◆ GOAL:
In the entries below, copy out the lines running from the line with "stone tile** |" up to and including the line with "M101 69L98 70L99", keeping them unchanged.
┌─ RECORDS PROVIDED
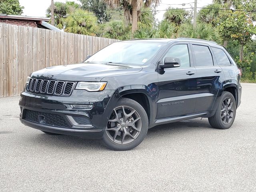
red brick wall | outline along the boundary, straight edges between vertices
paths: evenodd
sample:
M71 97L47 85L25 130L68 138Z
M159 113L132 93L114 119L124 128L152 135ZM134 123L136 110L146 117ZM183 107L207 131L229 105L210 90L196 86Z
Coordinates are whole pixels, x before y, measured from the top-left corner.
M37 27L37 25L36 23L36 22L30 20L0 18L0 23L5 23L8 24L12 24L13 25Z

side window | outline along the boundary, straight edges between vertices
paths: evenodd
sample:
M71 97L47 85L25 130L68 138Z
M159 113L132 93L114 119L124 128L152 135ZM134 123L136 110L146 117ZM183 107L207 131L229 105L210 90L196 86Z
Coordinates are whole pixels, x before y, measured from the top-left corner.
M192 45L192 47L195 55L195 67L213 66L212 56L208 46Z
M215 47L212 47L212 49L213 53L215 56L218 65L230 65L230 62L224 51Z
M182 44L174 45L172 47L164 57L162 62L164 61L164 58L167 57L178 57L180 60L180 68L189 67L190 62L189 60L189 53L188 45Z

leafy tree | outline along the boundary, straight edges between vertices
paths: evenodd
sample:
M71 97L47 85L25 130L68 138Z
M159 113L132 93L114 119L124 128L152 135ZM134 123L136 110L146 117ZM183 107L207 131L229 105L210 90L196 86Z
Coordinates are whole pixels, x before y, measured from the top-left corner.
M63 18L68 13L74 11L79 8L79 4L73 1L67 1L66 3L55 2L54 4L54 26L60 29L64 28ZM46 17L51 18L51 6L50 6L46 10ZM51 22L51 21L49 22Z
M184 9L170 7L168 9L164 14L164 18L170 23L174 23L178 26L191 19L189 17L189 12Z
M0 0L0 13L21 15L24 8L20 5L19 0Z
M109 21L111 17L107 4L103 0L79 0L81 8L93 12L98 18L99 23Z
M223 9L230 9L232 8L238 9L238 8L242 4L242 0L213 0L213 2L214 4L220 5ZM228 44L228 40L224 38L224 42L223 43L223 46L225 47L226 47Z
M220 34L225 39L237 41L240 46L239 64L241 67L246 66L248 64L242 62L244 47L256 32L251 19L245 12L232 11L221 12L219 18Z
M130 30L122 20L113 20L106 24L104 28L104 37L125 40L130 38Z
M255 79L256 77L255 76L256 74L256 56L254 56L252 58L250 70L252 73L252 78Z
M148 7L152 3L156 4L161 0L104 0L112 8L122 7L126 23L132 24L132 31L133 32L138 28L138 14L144 6Z
M65 32L95 36L98 30L97 18L93 12L78 9L64 20Z

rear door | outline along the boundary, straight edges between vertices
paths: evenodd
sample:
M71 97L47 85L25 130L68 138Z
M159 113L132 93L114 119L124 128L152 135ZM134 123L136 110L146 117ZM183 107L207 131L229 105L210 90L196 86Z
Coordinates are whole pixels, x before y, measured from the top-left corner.
M176 43L170 46L159 62L166 57L179 58L179 67L164 69L158 74L158 96L157 118L193 113L195 102L192 95L196 91L196 71L189 43Z
M197 95L194 112L210 110L220 84L225 80L224 74L213 56L210 46L204 44L190 44L196 70Z

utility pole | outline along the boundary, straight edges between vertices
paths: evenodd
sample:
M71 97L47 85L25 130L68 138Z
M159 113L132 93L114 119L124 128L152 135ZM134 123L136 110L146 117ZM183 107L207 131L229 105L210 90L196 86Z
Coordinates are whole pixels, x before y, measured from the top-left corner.
M51 8L51 15L52 16L51 24L52 25L54 25L54 4L53 2L53 0L52 0Z
M193 28L194 29L196 26L196 9L197 8L197 0L195 0L194 8L194 20L193 21Z

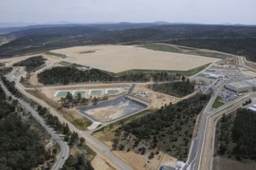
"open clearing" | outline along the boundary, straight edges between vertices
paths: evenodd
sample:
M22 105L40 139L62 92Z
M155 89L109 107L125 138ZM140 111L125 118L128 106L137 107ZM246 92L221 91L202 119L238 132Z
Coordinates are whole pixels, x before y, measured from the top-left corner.
M66 55L69 57L64 60L69 62L114 73L132 69L188 70L220 60L121 45L77 46L51 52Z
M105 143L109 148L111 148L112 142L111 142L114 138L114 133L111 132L104 132L95 134L94 137ZM177 159L171 155L159 151L158 155L155 155L151 159L148 159L148 151L145 155L136 153L134 151L113 151L113 154L127 163L134 169L159 169L162 164L169 164L173 166L177 163ZM148 162L148 161L149 161Z

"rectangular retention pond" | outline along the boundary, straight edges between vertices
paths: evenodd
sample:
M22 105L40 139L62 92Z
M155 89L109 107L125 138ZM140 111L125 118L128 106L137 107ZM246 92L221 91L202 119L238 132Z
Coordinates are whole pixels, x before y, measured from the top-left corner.
M122 96L78 111L96 121L107 122L139 112L147 107L145 104Z

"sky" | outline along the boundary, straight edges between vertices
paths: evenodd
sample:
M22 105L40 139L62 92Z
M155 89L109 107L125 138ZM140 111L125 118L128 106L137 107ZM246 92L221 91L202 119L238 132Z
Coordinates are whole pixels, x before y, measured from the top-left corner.
M0 22L256 24L256 0L0 0Z

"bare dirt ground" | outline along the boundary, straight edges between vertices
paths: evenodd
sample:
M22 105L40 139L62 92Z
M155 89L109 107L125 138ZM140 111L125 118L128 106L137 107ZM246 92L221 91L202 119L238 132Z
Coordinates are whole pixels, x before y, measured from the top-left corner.
M104 134L97 134L94 135L94 137L111 148L111 140L114 138L114 132L108 132ZM153 159L149 160L149 162L148 162L148 154L142 155L134 151L129 152L113 151L113 153L134 169L159 169L163 164L175 166L177 161L176 158L162 151L160 151L158 155L155 155Z
M31 95L40 98L48 104L52 108L58 111L69 122L73 124L77 129L86 130L87 127L91 124L91 122L78 113L75 108L69 109L59 109L61 105L56 100L48 98L41 90L27 90Z
M132 91L132 94L134 95L140 91L148 92L148 98L143 98L142 99L148 101L150 108L156 109L161 108L161 106L164 106L166 104L168 105L171 102L173 104L176 103L181 100L177 97L155 91L147 88L147 85L136 85Z
M253 69L256 69L256 64L255 62L247 61L245 58L244 59L244 62L246 65L249 66L249 67Z
M81 53L93 51L94 53ZM121 45L77 46L51 52L73 57L64 59L69 62L115 73L130 69L187 70L220 60Z
M45 70L46 69L49 69L53 67L59 66L59 64L58 64L58 59L55 59L54 57L48 56L45 56L45 55L43 56L43 57L47 59L45 62L46 66L35 72L34 73L32 74L32 75L30 77L29 83L33 87L44 86L43 84L40 83L38 82L38 80L37 79L37 75L38 74Z
M87 111L86 113L101 122L117 119L124 114L122 110L119 109L119 106L110 106L91 109Z

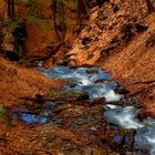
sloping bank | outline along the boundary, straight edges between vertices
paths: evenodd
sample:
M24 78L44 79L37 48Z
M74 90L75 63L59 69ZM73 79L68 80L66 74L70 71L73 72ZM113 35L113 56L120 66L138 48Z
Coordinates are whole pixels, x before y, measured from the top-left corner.
M152 2L155 7L155 3ZM69 51L72 65L99 65L141 95L145 114L155 110L155 13L143 0L105 2Z
M19 105L24 102L20 97L48 95L50 89L59 89L62 85L61 81L49 79L0 56L0 105Z

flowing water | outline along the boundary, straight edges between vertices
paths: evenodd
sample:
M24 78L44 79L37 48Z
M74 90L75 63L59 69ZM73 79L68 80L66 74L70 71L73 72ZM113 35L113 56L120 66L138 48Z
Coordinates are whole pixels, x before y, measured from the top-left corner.
M151 118L141 118L141 110L134 106L134 103L126 99L124 94L117 93L121 89L117 82L111 81L111 74L99 69L99 68L78 68L71 69L68 66L54 66L51 70L39 69L41 73L52 79L60 79L68 81L64 91L68 93L82 92L84 96L79 96L79 99L86 99L86 101L95 101L105 97L103 101L103 112L102 117L106 120L108 127L104 128L102 126L101 131L106 132L111 130L114 132L113 144L115 147L121 145L122 149L125 149L128 143L131 143L132 151L126 151L124 154L133 154L136 151L140 155L155 154L155 122ZM69 123L68 117L62 118L61 115L55 113L62 112L62 110L68 108L69 115L72 123ZM83 107L74 105L78 113L84 111ZM95 110L94 110L95 111ZM42 105L21 105L12 108L12 115L14 118L20 120L25 123L53 123L56 126L63 126L64 124L70 124L70 127L76 128L81 124L73 123L76 120L84 120L82 125L87 125L92 131L96 131L99 124L95 123L95 116L99 113L87 112L87 117L76 117L72 120L72 110L62 104L56 104L56 102L45 102ZM74 112L75 113L75 112ZM89 113L91 113L89 115ZM64 113L63 113L64 116ZM76 121L74 121L76 122ZM133 132L134 131L134 132ZM108 131L107 131L108 132ZM132 136L128 133L133 132ZM122 134L123 133L123 134ZM90 138L94 138L95 134L90 133ZM130 140L130 138L133 140ZM104 143L104 142L103 142ZM127 144L126 144L127 143ZM111 146L111 145L110 145ZM131 148L128 148L131 149Z

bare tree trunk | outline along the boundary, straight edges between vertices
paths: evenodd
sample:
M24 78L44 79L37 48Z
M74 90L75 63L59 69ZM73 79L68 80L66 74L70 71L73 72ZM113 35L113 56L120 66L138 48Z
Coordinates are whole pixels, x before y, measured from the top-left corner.
M155 11L155 8L153 7L151 0L146 0L147 9L148 9L148 14Z
M53 10L53 19L54 19L54 30L55 30L55 33L56 33L56 37L58 39L61 40L61 37L59 35L59 32L58 32L58 27L56 27L56 0L53 0L52 1L52 10Z
M14 0L8 0L8 17L9 18L16 17Z

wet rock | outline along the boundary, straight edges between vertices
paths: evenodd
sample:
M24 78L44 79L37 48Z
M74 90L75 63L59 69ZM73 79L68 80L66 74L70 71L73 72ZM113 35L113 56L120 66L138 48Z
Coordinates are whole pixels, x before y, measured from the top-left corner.
M140 123L137 115L138 111L133 106L115 106L104 112L104 116L106 117L107 122L123 128L143 127L144 125Z
M145 32L147 29L148 29L148 25L144 25L144 24L141 24L141 23L136 23L135 24L135 29L136 29L136 32Z

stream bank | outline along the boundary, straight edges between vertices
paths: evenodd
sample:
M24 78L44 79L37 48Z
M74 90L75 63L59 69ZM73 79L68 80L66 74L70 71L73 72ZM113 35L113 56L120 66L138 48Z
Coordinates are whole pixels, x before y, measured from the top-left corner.
M90 143L101 143L107 153L110 149L124 155L154 154L154 120L141 115L136 97L126 97L127 91L111 81L110 73L99 68L68 66L39 71L65 80L66 85L51 101L42 99L35 104L12 106L14 121L25 126L48 124L82 134Z

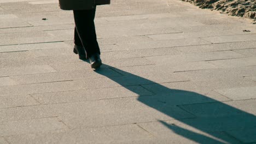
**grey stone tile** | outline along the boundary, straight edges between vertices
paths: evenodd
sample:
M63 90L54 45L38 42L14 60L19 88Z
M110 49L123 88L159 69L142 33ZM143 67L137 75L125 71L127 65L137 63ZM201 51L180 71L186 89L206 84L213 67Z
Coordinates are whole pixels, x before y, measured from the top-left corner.
M199 52L212 52L253 48L255 47L255 41L249 41L230 43L213 44L196 46L181 46L175 48L183 53L197 53ZM235 50L235 51L236 51ZM241 53L243 55L245 54L243 53Z
M101 69L98 70L99 73L100 71L101 74L92 70L77 70L13 76L10 77L20 85L22 85L121 76L120 74L110 69Z
M58 129L67 127L57 118L28 119L1 123L0 135L9 136L34 133Z
M184 71L182 73L185 75L186 77L191 81L204 81L213 79L237 79L237 80L240 80L245 76L246 78L250 79L250 77L253 77L253 76L255 75L255 73L256 66L251 66Z
M0 45L33 44L61 41L61 38L54 37L45 32L30 32L19 33L0 34L4 38Z
M178 49L178 48L177 48ZM216 59L241 58L245 56L231 51L197 52L175 55L148 57L146 58L156 64L179 65L188 62L214 61Z
M232 100L256 99L256 87L234 87L217 89L217 92Z
M130 77L132 80L138 81L149 81L150 83L164 83L175 81L189 81L189 79L184 75L174 74L170 68L163 68L154 65L143 65L132 67L123 67L114 69L115 70L123 75ZM127 82L129 80L127 80Z
M35 105L0 109L0 123L57 117L57 111L51 108L50 105Z
M182 121L159 121L138 124L158 139L167 139L167 143L240 143L222 131L202 131Z
M60 49L67 47L69 47L69 46L62 42L6 45L0 46L0 52Z
M147 41L147 43L144 43L144 41L141 41L140 43L133 42L133 43L130 44L129 45L122 43L118 44L118 45L128 50L135 50L154 49L159 47L170 47L209 44L210 44L209 42L201 39L194 38L189 39L176 39L161 41L151 40L151 41Z
M246 77L246 78L256 81L256 76Z
M181 54L174 47L164 47L150 49L102 52L101 57L105 59L116 59L133 57L144 57L155 56L173 55Z
M256 31L255 32L256 32ZM252 32L249 33L253 33L253 32ZM167 33L149 35L147 36L155 40L164 40L171 39L189 39L201 37L224 36L230 35L241 35L243 34L244 34L244 32L242 30L237 31L237 29L211 29L208 31L202 31L200 32L195 32Z
M104 64L101 67L103 68L110 67L118 68L154 64L153 62L144 58L122 58L118 59L118 60L102 59L102 63ZM91 70L88 61L87 62L53 63L50 65L59 71Z
M83 89L83 83L77 84L73 81L48 82L36 84L15 85L0 87L0 92L3 95L28 94L46 92L55 92ZM111 83L113 85L113 83ZM110 85L109 84L108 86ZM98 83L95 85L99 85ZM111 86L111 85L110 85ZM85 86L85 88L92 86Z
M57 37L63 41L74 39L74 28L68 29L53 30L46 32L51 35Z
M179 107L198 117L243 116L254 117L255 100L231 101L208 104L181 105ZM241 122L243 122L242 121Z
M125 37L98 39L100 44L116 44L126 50L148 49L188 45L209 44L199 38L155 41L144 36Z
M202 39L211 41L213 43L230 43L237 41L252 41L255 40L256 39L256 34L248 34L228 36L219 36L213 37L206 37L202 38Z
M69 25L57 25L36 27L31 26L30 27L11 27L0 29L0 33L28 32L31 31L48 31L74 28L74 24L71 23Z
M256 142L255 134L255 129L248 129L226 131L228 134L236 137L243 143L252 143Z
M173 99L173 100L175 100L173 102L176 103L175 101L177 101L177 104L179 105L181 103L187 103L188 104L214 102L216 100L220 101L229 101L230 100L230 99L213 91L214 87L219 87L219 88L230 87L232 86L231 85L229 85L230 83L232 83L233 85L241 85L240 81L238 81L238 82L230 81L228 83L226 81L227 80L224 80L224 81L220 82L219 80L217 80L214 83L213 83L212 81L210 82L208 81L197 81L196 82L189 81L160 83L160 85L143 85L143 86L147 89L150 89L150 92L159 95L159 98L161 98L161 97L162 97L165 99L166 99L166 98ZM246 85L245 82L242 82L244 83L242 85ZM247 85L252 85L252 83ZM183 99L179 99L178 97L171 97L172 94L173 95L181 95L180 97L187 98L187 99L183 100ZM195 97L195 98L189 99L189 97L191 98L191 95L193 95L193 98Z
M129 124L75 129L65 135L60 143L110 143L131 140L147 139L152 137L136 124Z
M7 76L54 72L56 72L56 71L49 65L31 65L1 68L0 76Z
M208 62L188 62L172 67L174 72L216 69L217 67Z
M29 4L48 4L48 3L58 3L56 1L45 0L45 1L32 1L28 2Z
M174 30L172 28L144 28L136 29L130 25L123 26L109 26L99 27L97 28L97 35L99 38L107 38L119 37L129 37L137 35L145 35L149 34L180 33L179 31Z
M202 131L221 131L250 129L255 127L255 116L248 114L219 117L206 117L181 121Z
M6 141L5 140L4 140L4 137L0 137L0 143L2 143L2 144L8 144L8 143L7 143L7 141Z
M255 46L255 47L256 47L256 46ZM235 50L234 51L242 53L247 57L254 57L256 56L256 48L243 50Z
M0 14L0 28L32 26L31 25L19 19L16 15L10 14Z
M7 137L7 139L11 143L19 144L58 144L60 143L65 134L69 131L68 130L55 130L52 131L44 133L25 134Z
M243 58L234 58L230 59L216 60L209 62L219 68L236 68L243 67L256 65L256 58L248 57Z
M65 106L69 108L67 110ZM59 115L61 119L72 128L193 117L173 105L158 103L153 107L138 101L136 98L127 98L67 104L63 105Z
M88 100L138 97L154 94L139 86L113 87L31 94L41 104L54 104Z
M0 109L40 104L28 95L1 96L0 101Z
M19 59L1 59L1 68L8 69L14 67L32 67L31 65L48 65L48 63L38 57L21 57Z
M12 86L17 85L18 83L10 79L9 77L0 77L0 86Z
M153 136L136 124L15 135L8 137L12 143L123 143L125 141L152 139ZM36 142L36 143L35 143Z

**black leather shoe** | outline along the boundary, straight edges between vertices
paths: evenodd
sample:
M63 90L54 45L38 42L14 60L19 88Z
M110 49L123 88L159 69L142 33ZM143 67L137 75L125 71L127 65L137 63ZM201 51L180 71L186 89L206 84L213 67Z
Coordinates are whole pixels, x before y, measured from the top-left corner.
M74 46L74 50L73 50L75 54L78 54L79 56L79 59L87 59L86 53L83 46L75 45Z
M95 53L89 57L92 69L97 69L102 64L100 55Z

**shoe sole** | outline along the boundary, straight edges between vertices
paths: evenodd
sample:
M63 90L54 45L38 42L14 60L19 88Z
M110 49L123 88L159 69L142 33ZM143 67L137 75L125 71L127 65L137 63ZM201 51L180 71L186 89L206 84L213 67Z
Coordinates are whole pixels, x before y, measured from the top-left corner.
M95 62L91 65L91 67L92 69L97 69L101 67L102 64L101 62Z

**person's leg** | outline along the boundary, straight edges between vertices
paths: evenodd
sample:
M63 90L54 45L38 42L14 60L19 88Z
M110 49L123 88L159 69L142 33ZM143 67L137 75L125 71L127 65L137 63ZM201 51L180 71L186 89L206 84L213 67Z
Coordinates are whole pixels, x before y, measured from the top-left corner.
M77 33L77 29L74 28L74 50L73 52L75 54L78 54L79 56L79 59L86 59L88 57L86 56L86 53L85 53L85 50L83 46L81 40L80 39L78 33Z
M80 39L79 35L77 33L77 28L74 28L74 44L78 46L83 46L83 44L81 42L81 40Z
M95 11L96 9L73 10L77 32L75 33L75 43L79 44L77 40L78 36L88 57L95 53L100 55L94 24Z

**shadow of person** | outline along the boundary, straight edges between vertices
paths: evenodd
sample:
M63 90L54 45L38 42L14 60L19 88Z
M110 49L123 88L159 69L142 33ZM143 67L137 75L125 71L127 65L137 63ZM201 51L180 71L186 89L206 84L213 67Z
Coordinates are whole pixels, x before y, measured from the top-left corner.
M158 122L176 134L190 140L199 143L239 143L241 141L223 131L237 130L239 133L239 130L256 127L254 115L205 95L169 88L109 65L103 64L102 67L103 68L96 70L95 72L137 93L139 95L138 101L170 117L168 120L171 121L158 119ZM122 76L108 76L103 73L105 68L111 69ZM141 95L139 92L132 88L131 86L141 86L153 94ZM154 91L152 91L152 88ZM178 111L176 111L177 109L191 116L181 117L177 113ZM172 122L179 123L180 125L170 124ZM184 125L190 128L182 128ZM200 134L195 130L205 134Z

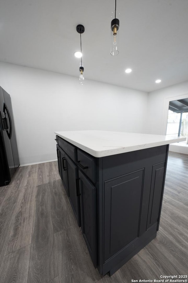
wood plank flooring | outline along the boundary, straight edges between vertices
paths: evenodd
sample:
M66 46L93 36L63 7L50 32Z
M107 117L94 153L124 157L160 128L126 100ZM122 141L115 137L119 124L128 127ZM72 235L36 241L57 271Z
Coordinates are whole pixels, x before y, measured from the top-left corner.
M169 152L157 237L111 277L93 267L57 162L0 187L1 283L130 283L188 273L188 156Z

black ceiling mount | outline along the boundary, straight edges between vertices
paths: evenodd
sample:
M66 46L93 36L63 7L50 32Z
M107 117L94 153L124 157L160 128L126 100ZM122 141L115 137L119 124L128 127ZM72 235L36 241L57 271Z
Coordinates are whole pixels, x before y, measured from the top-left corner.
M82 24L78 24L76 27L76 30L78 33L83 33L84 32L84 27Z

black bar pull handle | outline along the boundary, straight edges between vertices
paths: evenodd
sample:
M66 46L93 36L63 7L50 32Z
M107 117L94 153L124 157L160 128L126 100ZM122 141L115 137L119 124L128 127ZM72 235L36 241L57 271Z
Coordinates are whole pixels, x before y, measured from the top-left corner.
M67 169L66 168L66 159L64 157L63 157L62 158L63 161L63 168L64 171L66 171ZM64 163L64 161L65 162L65 163Z
M80 195L81 194L80 192L80 190L79 189L79 178L77 178L76 179L76 195L78 197L79 195Z
M10 125L9 131L8 130L7 130L6 132L7 133L7 135L9 137L9 139L10 139L11 138L11 136L12 136L12 120L11 120L11 118L9 113L9 109L8 109L7 106L4 102L4 105L3 105L3 112L6 113L5 111L6 111L6 113L7 113L9 120L9 124Z
M88 169L88 166L83 166L83 165L82 165L80 163L80 160L78 161L77 163L78 163L78 165L82 169Z

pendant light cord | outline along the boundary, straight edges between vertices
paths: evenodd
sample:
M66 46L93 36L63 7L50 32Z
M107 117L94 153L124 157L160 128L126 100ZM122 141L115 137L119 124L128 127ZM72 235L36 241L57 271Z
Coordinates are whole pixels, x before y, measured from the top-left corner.
M116 0L115 1L115 18L116 19Z
M80 33L80 47L81 50L81 53L82 53L82 40L81 39L81 33ZM81 57L81 67L82 67L82 57Z

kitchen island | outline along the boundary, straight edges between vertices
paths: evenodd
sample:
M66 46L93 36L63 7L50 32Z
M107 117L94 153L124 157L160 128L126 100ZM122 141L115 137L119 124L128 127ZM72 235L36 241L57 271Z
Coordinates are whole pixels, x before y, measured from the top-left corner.
M185 138L56 132L59 172L91 259L113 274L156 236L169 145Z

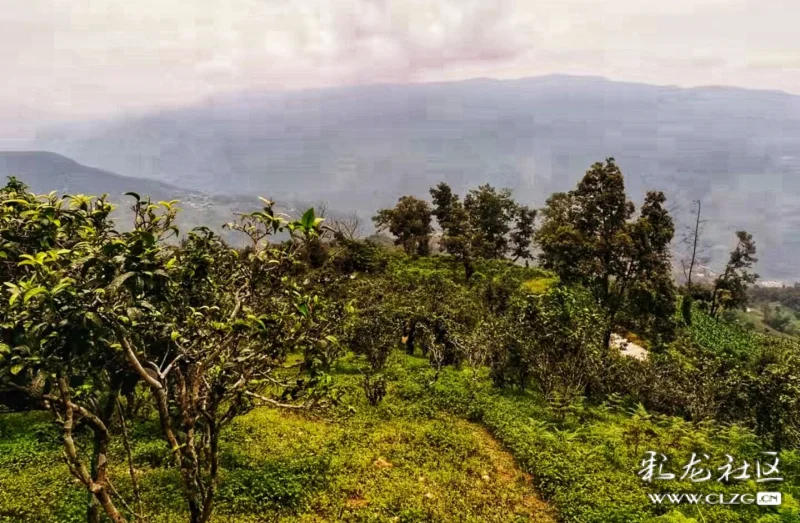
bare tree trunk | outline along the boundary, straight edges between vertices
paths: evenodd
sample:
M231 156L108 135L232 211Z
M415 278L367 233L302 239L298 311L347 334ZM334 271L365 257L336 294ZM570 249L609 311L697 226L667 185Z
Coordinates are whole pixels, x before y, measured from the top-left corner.
M700 210L702 202L697 200L697 220L694 224L694 238L692 241L692 259L689 262L689 274L686 275L686 289L691 294L692 292L692 273L694 272L694 264L697 260L697 243L700 239Z
M64 409L64 423L62 425L62 439L64 441L64 454L67 459L67 466L70 472L75 476L84 486L92 493L94 498L105 511L108 518L113 523L127 523L125 517L120 514L117 507L114 505L111 495L109 493L108 482L108 443L109 435L108 428L103 421L94 416L91 412L83 409L74 403L69 393L69 386L67 380L63 376L58 377L58 388L60 392L60 402ZM87 419L87 422L92 426L96 434L99 434L97 440L97 471L95 477L86 469L86 464L80 458L78 449L75 445L75 440L72 437L72 430L75 428L75 412L78 411L79 415Z

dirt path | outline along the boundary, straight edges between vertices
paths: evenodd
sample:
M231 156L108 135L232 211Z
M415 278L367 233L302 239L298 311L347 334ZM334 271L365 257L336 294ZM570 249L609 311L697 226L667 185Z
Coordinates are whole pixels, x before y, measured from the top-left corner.
M555 510L543 501L536 492L532 477L519 468L514 456L497 441L485 427L458 420L459 430L469 431L489 456L493 470L484 471L484 481L493 481L501 490L508 492L508 502L514 504L518 514L525 514L535 523L556 523Z

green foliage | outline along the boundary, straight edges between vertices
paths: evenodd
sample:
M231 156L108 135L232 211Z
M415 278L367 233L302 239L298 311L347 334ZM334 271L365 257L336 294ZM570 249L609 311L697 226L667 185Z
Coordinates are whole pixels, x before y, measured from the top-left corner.
M665 201L649 192L632 220L622 172L609 158L594 164L575 190L551 196L542 211L536 235L542 266L592 291L605 311L606 347L620 323L658 342L674 332L674 225Z
M509 251L515 261L530 258L536 211L516 203L509 189L481 185L463 202L445 183L430 193L442 228L440 245L464 266L467 280L476 259L501 259Z
M382 209L372 218L378 231L388 229L395 236L395 245L406 254L426 256L430 253L431 207L425 200L403 196L393 209Z
M758 261L753 235L737 231L736 239L736 247L731 251L725 271L714 281L710 309L712 316L716 316L720 310L744 307L748 286L758 279L758 274L751 272Z

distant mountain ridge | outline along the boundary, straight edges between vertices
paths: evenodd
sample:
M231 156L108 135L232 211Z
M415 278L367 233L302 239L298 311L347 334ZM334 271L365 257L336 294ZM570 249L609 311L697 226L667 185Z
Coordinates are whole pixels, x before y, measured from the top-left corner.
M228 236L228 239L232 239L230 234L223 232L221 226L231 221L235 214L251 212L261 206L255 196L210 195L152 179L121 176L47 151L0 151L0 178L5 182L8 176L16 176L37 194L51 191L60 195L107 194L109 201L117 205L116 222L121 229L130 225L128 204L133 200L125 196L128 192L135 192L143 198L150 197L154 202L178 200L181 209L178 225L182 232L204 225ZM282 211L295 213L297 209L305 209L310 205L299 202L279 204Z
M147 117L40 130L36 146L209 193L326 200L362 216L446 181L540 206L614 156L635 201L663 190L681 225L702 199L725 263L752 232L759 271L795 279L800 97L548 76L218 96Z

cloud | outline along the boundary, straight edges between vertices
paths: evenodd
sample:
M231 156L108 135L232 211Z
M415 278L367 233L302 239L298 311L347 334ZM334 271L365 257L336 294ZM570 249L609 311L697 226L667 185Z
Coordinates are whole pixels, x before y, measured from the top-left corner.
M0 107L83 117L554 72L792 90L798 14L782 0L27 0L0 12Z

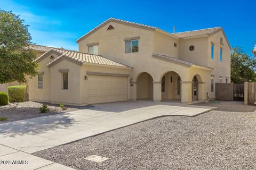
└─
◆ EXERCISE SOLUTION:
**grey stone tile** | outline along the boundary, straight edges between vertices
paths: evenodd
sample:
M63 90L54 45L38 42L14 60L19 88Z
M110 49L123 88L159 69L142 33ZM143 67L137 75L125 71L127 65L137 63ZM201 51L180 71L186 89L206 84L213 67Z
Coordinates are whole pixels, x before y, measured from the top-left corner.
M199 52L212 52L253 48L255 47L255 41L249 41L230 43L213 44L196 46L181 46L175 48L183 53L197 53ZM235 50L235 51L236 51ZM241 53L243 55L245 54L243 53Z
M101 69L98 70L99 73L100 71L101 74L92 70L77 70L13 76L10 77L20 85L22 85L121 76L120 74L110 69Z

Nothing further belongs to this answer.